>> Start

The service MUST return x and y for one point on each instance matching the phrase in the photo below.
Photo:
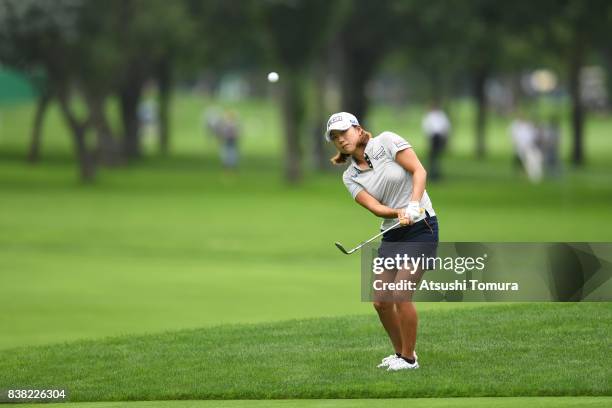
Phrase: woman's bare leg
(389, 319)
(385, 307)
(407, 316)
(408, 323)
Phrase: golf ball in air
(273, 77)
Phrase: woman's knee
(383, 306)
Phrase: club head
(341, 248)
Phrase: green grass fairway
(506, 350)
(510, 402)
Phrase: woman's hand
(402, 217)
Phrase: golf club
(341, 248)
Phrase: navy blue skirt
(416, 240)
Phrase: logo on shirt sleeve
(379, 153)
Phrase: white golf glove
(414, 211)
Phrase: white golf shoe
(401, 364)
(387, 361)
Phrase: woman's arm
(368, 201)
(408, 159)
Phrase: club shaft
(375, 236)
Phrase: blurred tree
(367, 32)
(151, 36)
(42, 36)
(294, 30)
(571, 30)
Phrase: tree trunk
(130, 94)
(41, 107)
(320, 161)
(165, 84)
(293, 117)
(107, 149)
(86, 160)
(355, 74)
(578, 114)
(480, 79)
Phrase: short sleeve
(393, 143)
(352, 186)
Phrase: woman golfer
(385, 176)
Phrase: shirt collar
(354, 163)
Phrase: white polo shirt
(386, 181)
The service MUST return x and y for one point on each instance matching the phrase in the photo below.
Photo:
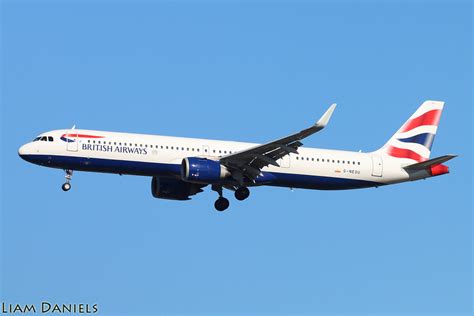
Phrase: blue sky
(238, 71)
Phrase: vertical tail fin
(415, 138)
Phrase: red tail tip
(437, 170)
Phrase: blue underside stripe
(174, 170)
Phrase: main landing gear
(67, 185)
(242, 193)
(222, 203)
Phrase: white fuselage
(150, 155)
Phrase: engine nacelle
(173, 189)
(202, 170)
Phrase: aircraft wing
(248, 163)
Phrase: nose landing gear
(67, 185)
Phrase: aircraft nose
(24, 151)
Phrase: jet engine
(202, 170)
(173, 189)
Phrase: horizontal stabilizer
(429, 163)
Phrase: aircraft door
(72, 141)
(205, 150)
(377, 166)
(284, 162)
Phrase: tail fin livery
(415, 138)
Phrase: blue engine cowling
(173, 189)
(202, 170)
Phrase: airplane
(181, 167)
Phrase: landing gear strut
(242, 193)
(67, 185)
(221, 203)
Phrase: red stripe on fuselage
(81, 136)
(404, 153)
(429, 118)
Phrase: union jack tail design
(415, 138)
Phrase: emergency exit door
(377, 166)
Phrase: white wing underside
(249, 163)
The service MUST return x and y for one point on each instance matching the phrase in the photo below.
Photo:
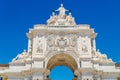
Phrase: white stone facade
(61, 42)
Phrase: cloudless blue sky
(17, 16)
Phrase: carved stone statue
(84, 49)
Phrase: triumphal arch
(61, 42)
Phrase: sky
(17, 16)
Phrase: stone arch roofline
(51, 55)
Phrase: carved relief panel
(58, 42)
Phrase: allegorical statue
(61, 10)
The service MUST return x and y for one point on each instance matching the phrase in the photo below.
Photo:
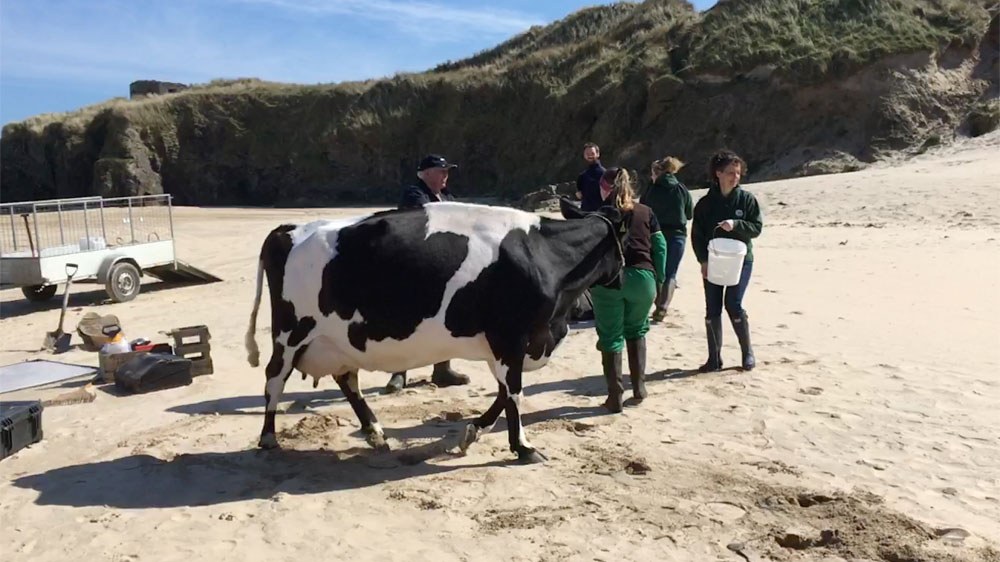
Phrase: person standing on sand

>> End

The copy should hold exactly the lines from the line containing "Phrase: union jack tail design" through the end of the data, both ends included, and no pictures.

== Result of the exercise ==
Phrase: union jack tail design
(415, 138)
Phrase: emergency exit door
(377, 166)
Phrase: white wing underside
(249, 163)
The service MUST return x and y for one point on each instance matching the phrase in the photo below.
Photo:
Phrase: white stone facade
(61, 42)
Phrase: cloudless blue sky
(17, 16)
Phrase: carved stone statue
(84, 49)
Phrase: triumphal arch
(61, 42)
Phrase: sky
(17, 16)
Phrase: stone arch roofline
(51, 55)
Phrase: carved relief panel
(58, 42)
Phrase: allegorical statue
(61, 10)
The service MUST return x and y for one point on each instance matching the phrase in the photo below.
Photo:
Phrase: person standing on sand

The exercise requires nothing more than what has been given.